_EXTRACT:_
THURSDAY, April 10, 2014 (HealthDay News) — Researchers report that an experimental drug has cured more than 95 percent of patients infected with hepatitis C, including some who failed other treatments.
If it wins approval from the U.S. Food and Drug Administration, this new drug, called ABT-450, could potentially compete with another innovative hepatitis C medication that costs $1,000 a day.
Nearly 3 million Americans have hepatitis C, a disease that can cause liver cirrhosis and cancer.
These newer, advanced treatments are better-tolerated and easier to take than interferon, the traditional standard treatment for hepatitis C, researchers say.
“Interferon is no longer required to cure hepatitis C,” said Dr. Stefan Zeuzem, a professor of medicine at the J.W. Goethe University Hospital in Frankfurt, Germany, and lead researcher on the ABT-450 study.
His research pairing ABT-450 with other interferon-free medications showed “almost all patients with chronic hepatitis C can be cured even if previous treatments were unsuccessful,” Zeuzem said.
The report was published online April 10 in the New England Journal of Medicine, to coincide with presentation of the findings at the annual meeting of the European Association for the Study of the Liver in London. The drug trial was funded by the drug’s maker, AbbVie.
“Hepatitis C is a big, bad problem,” said Dr. William Carey, a liver specialist at the Cleveland Clinic in Ohio.
This new drug represents “one among many breakthroughs in our ability to deal with hepatitis C,” Carey said.
An advantage to this treatment is that it is a pill, while interferon is given in weekly injections. Also, older treatments went on for a year, while this new therapy takes only three months to work, Carey said.

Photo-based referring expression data
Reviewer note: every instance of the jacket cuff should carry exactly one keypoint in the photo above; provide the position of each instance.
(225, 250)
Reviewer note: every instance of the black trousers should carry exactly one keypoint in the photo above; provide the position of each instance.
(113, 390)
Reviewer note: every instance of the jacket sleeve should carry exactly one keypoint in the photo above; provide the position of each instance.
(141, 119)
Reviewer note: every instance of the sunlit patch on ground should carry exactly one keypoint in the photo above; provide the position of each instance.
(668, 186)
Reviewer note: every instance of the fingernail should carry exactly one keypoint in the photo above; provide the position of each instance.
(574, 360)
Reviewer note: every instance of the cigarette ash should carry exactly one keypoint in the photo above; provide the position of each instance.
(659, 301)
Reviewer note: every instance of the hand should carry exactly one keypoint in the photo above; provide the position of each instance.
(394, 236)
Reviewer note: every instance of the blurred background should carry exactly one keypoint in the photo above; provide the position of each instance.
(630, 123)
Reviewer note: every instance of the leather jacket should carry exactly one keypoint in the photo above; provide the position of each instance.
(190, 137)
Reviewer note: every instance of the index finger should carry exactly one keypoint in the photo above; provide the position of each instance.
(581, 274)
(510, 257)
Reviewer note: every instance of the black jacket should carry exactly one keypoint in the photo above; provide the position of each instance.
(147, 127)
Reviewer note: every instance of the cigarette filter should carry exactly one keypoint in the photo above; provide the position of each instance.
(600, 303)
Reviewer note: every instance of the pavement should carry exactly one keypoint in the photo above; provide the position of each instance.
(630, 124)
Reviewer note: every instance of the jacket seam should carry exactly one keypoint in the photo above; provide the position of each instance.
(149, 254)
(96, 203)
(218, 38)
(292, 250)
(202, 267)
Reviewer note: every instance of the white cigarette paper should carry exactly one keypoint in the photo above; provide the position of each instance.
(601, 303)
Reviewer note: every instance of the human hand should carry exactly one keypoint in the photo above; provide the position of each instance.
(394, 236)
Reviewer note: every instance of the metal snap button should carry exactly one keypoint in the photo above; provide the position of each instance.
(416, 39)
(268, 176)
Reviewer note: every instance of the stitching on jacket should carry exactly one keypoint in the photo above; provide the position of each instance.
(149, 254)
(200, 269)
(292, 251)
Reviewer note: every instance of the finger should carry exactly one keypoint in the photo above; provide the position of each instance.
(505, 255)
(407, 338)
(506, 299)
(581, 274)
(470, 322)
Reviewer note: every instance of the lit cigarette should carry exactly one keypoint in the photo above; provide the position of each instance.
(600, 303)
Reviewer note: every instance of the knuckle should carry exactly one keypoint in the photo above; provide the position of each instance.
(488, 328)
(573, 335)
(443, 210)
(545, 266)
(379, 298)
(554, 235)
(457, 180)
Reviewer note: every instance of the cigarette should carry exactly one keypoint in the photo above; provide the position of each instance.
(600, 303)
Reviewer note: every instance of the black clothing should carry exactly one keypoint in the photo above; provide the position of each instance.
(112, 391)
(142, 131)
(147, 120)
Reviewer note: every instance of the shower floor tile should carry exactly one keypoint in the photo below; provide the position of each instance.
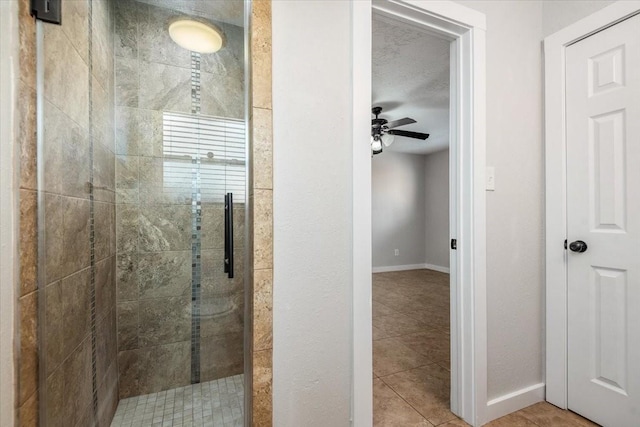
(211, 404)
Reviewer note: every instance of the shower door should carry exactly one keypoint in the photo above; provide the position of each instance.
(142, 170)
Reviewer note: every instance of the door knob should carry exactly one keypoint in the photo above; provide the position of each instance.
(578, 246)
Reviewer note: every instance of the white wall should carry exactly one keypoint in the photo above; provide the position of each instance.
(558, 14)
(436, 187)
(9, 149)
(398, 209)
(312, 196)
(312, 301)
(515, 269)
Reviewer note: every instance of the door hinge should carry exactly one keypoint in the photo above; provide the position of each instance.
(47, 10)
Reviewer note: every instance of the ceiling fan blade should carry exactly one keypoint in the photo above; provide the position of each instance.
(400, 122)
(409, 134)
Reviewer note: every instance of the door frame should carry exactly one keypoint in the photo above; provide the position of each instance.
(467, 30)
(9, 214)
(556, 195)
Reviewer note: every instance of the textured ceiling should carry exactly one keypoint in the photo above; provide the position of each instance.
(228, 11)
(411, 79)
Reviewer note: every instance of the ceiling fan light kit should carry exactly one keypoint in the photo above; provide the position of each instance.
(382, 132)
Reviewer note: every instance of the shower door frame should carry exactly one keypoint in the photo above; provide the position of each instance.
(466, 28)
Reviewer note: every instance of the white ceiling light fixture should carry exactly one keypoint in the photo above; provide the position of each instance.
(376, 144)
(387, 139)
(196, 36)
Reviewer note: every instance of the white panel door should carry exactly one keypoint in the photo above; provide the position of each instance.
(603, 210)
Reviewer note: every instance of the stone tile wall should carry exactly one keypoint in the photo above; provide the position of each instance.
(261, 219)
(28, 296)
(153, 223)
(77, 288)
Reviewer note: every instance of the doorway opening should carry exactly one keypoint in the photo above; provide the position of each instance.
(411, 283)
(465, 30)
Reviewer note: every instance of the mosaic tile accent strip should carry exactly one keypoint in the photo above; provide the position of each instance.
(92, 231)
(196, 233)
(210, 404)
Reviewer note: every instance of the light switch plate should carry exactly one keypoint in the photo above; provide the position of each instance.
(491, 178)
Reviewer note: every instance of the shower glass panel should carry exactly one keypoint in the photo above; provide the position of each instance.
(142, 138)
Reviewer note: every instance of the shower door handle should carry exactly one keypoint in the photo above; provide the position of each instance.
(228, 234)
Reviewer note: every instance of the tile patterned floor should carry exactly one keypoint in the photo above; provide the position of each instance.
(211, 404)
(411, 358)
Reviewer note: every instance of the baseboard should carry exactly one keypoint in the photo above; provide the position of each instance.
(515, 401)
(437, 268)
(410, 267)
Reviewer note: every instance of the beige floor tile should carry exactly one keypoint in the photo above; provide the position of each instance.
(546, 415)
(432, 318)
(379, 334)
(426, 389)
(398, 324)
(512, 420)
(434, 344)
(455, 423)
(392, 411)
(391, 356)
(379, 309)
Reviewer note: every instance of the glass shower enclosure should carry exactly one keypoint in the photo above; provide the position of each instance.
(142, 192)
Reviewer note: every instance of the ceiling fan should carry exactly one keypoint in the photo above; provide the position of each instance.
(383, 132)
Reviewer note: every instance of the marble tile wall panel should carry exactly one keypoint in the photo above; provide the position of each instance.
(164, 274)
(228, 61)
(126, 29)
(64, 66)
(164, 320)
(164, 228)
(103, 112)
(69, 388)
(150, 369)
(153, 217)
(223, 95)
(127, 81)
(127, 276)
(138, 131)
(66, 154)
(168, 90)
(222, 314)
(221, 356)
(28, 368)
(66, 167)
(106, 344)
(108, 396)
(127, 131)
(127, 179)
(154, 43)
(127, 220)
(102, 36)
(104, 185)
(76, 21)
(66, 236)
(103, 230)
(105, 287)
(127, 315)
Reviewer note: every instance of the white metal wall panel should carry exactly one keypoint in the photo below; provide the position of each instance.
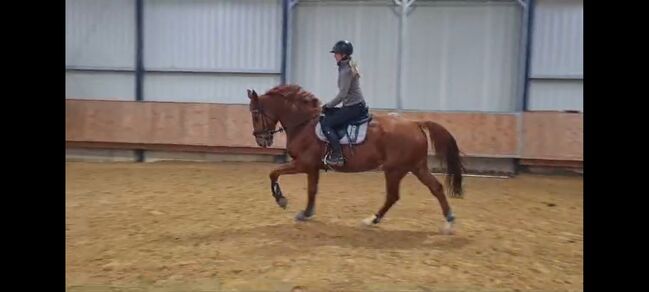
(462, 56)
(558, 38)
(227, 35)
(100, 85)
(211, 88)
(100, 34)
(371, 26)
(557, 52)
(556, 95)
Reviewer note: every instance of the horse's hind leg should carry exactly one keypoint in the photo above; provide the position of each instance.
(436, 188)
(392, 180)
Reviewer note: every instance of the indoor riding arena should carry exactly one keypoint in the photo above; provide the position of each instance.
(167, 189)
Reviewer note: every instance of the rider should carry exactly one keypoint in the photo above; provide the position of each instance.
(349, 94)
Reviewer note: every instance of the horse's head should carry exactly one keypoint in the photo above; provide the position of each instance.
(263, 122)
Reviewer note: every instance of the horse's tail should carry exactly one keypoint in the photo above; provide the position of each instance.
(448, 153)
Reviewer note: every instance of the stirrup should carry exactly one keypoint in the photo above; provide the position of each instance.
(327, 160)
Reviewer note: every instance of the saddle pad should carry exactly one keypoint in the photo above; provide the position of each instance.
(352, 134)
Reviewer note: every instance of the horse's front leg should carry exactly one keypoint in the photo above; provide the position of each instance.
(288, 168)
(313, 177)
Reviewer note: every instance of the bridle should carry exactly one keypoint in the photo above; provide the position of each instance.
(266, 133)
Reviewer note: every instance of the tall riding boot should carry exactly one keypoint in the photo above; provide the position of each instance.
(336, 157)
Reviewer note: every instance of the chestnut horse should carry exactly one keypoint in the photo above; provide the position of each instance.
(394, 144)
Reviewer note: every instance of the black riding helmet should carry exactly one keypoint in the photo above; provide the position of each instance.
(343, 47)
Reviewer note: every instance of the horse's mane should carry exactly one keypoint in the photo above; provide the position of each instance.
(294, 94)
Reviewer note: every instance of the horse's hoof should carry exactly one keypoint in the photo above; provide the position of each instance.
(371, 221)
(447, 229)
(302, 217)
(282, 202)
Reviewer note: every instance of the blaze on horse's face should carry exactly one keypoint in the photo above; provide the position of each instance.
(262, 123)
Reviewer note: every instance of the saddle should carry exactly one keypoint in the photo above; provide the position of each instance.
(354, 132)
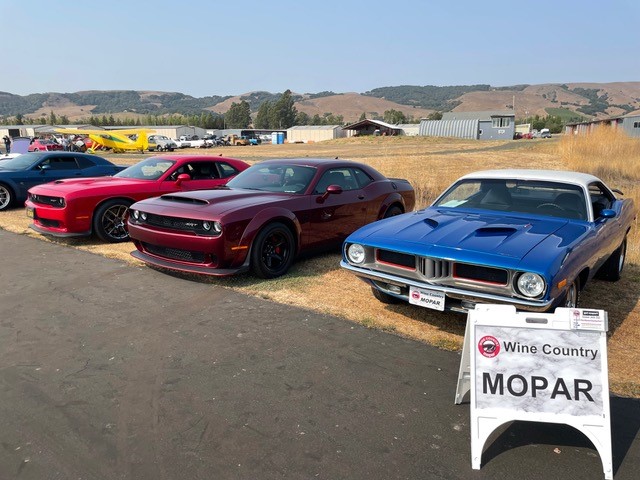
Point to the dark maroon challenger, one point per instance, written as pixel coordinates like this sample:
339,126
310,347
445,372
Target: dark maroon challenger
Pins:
265,217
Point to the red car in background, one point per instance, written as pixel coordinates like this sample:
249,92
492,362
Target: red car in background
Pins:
43,145
265,216
82,206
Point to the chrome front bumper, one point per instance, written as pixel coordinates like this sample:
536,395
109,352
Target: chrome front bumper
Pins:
472,297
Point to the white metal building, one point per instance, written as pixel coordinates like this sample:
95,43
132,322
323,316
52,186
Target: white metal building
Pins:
316,133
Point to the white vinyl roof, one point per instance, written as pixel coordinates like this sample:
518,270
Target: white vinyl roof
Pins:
574,178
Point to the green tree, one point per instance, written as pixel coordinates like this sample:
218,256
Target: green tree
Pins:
263,117
303,119
238,115
317,120
394,117
283,113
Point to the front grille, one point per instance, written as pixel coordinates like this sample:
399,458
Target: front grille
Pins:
174,253
56,202
396,258
481,274
173,223
434,269
48,223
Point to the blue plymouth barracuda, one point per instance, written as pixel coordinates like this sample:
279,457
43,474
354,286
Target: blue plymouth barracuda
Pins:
530,238
19,174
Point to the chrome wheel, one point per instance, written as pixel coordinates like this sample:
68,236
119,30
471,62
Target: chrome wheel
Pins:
273,251
110,221
6,197
114,221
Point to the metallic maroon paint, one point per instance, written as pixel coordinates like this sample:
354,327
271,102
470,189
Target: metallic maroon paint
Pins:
264,225
67,208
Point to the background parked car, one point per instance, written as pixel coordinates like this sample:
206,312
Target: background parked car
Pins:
43,145
161,143
19,174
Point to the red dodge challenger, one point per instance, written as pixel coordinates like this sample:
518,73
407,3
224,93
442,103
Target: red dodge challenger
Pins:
264,217
80,206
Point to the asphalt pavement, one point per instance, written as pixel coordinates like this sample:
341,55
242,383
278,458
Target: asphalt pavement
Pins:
109,371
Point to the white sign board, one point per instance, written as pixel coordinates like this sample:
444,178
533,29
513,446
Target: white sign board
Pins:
537,367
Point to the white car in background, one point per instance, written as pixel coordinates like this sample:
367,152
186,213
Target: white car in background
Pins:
161,143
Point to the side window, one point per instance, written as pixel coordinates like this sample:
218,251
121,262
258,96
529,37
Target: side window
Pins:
84,162
336,176
204,170
600,198
361,177
61,163
185,168
226,170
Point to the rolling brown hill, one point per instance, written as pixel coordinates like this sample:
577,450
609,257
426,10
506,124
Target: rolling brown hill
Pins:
582,99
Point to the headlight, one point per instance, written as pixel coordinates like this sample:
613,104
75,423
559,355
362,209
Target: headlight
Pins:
355,253
530,284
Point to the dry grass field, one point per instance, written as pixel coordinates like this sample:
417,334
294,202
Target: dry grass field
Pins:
431,165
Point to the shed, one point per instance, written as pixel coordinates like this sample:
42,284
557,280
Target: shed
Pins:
492,124
450,128
630,124
373,127
409,129
316,133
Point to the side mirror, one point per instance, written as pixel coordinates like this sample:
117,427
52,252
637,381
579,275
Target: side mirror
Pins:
331,190
607,213
183,177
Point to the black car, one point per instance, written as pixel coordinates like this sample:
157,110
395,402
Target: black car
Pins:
19,174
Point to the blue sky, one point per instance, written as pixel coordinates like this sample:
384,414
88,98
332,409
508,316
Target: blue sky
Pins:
201,47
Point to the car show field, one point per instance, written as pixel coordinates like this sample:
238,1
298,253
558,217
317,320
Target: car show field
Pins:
431,165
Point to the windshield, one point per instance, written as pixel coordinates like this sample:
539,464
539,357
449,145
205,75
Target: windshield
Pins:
21,162
274,178
524,196
149,169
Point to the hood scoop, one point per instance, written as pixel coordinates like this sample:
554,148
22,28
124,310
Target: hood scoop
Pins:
431,222
188,200
495,231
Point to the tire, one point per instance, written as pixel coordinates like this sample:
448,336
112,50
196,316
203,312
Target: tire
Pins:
272,251
6,197
571,298
385,297
611,270
392,211
110,221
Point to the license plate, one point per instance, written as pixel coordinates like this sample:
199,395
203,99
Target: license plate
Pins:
426,298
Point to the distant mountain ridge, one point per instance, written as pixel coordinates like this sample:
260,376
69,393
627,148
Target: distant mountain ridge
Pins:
571,99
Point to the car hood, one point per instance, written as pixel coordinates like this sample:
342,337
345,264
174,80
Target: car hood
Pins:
69,185
210,203
447,233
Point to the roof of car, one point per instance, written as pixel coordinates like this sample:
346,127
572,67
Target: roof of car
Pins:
312,162
575,178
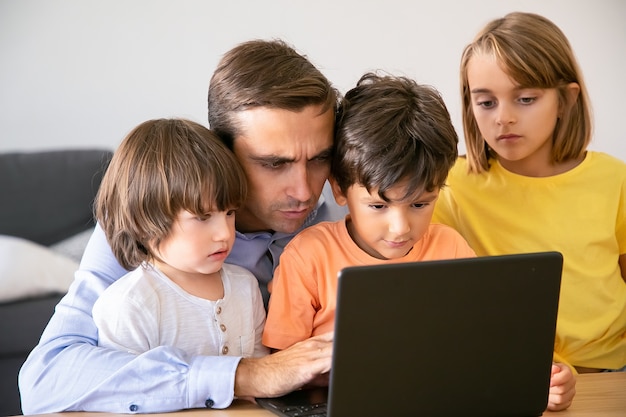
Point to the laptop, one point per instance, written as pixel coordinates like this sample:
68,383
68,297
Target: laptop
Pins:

_TASKS AND EXERCISES:_
(1) Answer these questions from the hepatitis C article:
(a) How many Americans have hepatitis C?
(b) Who funded the drug trial?
(c) How long does the new therapy take to work?
(2) Echo everything in the hepatitis C article from the words "If it wins approval" down to the words "C, researchers say.".
(3) Proceed with the hepatitis C article from the point at which it stops.

_ANSWERS BY ITEM NUMBER:_
(1)
(a) Nearly 3 million.
(b) AbbVie, the drug's maker.
(c) Only three months.

(2)
If it wins approval from the U.S. Food and Drug Administration, this new drug, called ABT-450, could potentially compete with another innovative hepatitis C medication that costs $1,000 a day.
Nearly 3 million Americans have hepatitis C, a disease that can cause liver cirrhosis and cancer.
These newer, advanced treatments are better-tolerated and easier to take than interferon, the traditional standard treatment for hepatitis C, researchers say.

(3)
Interferon treatment also has severe side effects, including fatigue and flu-like symptoms.
“This is not the only drug combination that is interferon-free, but it’s a very promising one,” he said.
One drawback to the therapy is that some pills are taken once a day and some twice, which might make following the treatment tricky. Carey hopes that treatment eventually is simplified. “Wouldn’t it be great if we could take one or two pills once a day and be done with it?” he said.
Since many people with hepatitis C remain symptom-free, the medical community has not agreed on whom to treat.
With these new cures, that question becomes easier to answer, Carey said. “When you have a treatment that is this simple, effective and free of side effects, there are fewer and fewer reasons to think about withholding treatment,” he noted.
“The major barrier is cost,” he added.
Whether the new drug will be priced like Sovaldi, the $1,000-a-day medication, is still unknown.
With Sovaldi, the necessary three-month course costs $90,000, plus any other drug expenses and medical care.
Carey said some insurance companies cover the cost of the drug, while others have denied it.
Cost is even more significant in light of the millions of Baby Boomers who are five times more likely to be infected with hepatitis C than other adults, according to the U.S. Centers for Disease Control and Prevention.
“It’s going to get harder as time goes on for insurance companies not to cover the cost of these drugs,” Carey said. “This is a curable disease.”
According to a CBS News report, lawmakers and insurance companies complain that Gilead Sciences, the maker of Sovaldi, is trying to “milk desperate patients.” Gilead says that, despite the high price, Sovaldi is cheaper because it “cures patients quickly and eliminates a long and expensive treatment using other drugs.”
For this phase 3 trial of ABT-450 — typically the last trial needed for FDA approval — nearly 400 patients were randomly assigned to take a placebo or a combination of ABT-450 and these other pills: ombitasvir, ritonavir, dasabuvir or ribavirin. All patients had been treated before, but saw their diseases return or had a poor response or no response to treatment.
Taking the ABT-450 combination, 96.3 percent of the patients responded, the researchers said.
Previous research showed that patients who had never been treated also responded to this combination.
Dr. Marc Siegel, an associate professor of medicine at NYU Langone Medical Center, New York City, said the results look promising for the millions of people with hepatitis C.
“Hepatitis C is under-diagnosed,” said Siegel.
These new treatments, with their high cure rates, make it important to diagnose and treat hepatitis C early to prevent cirrhosis and liver cancer, he said.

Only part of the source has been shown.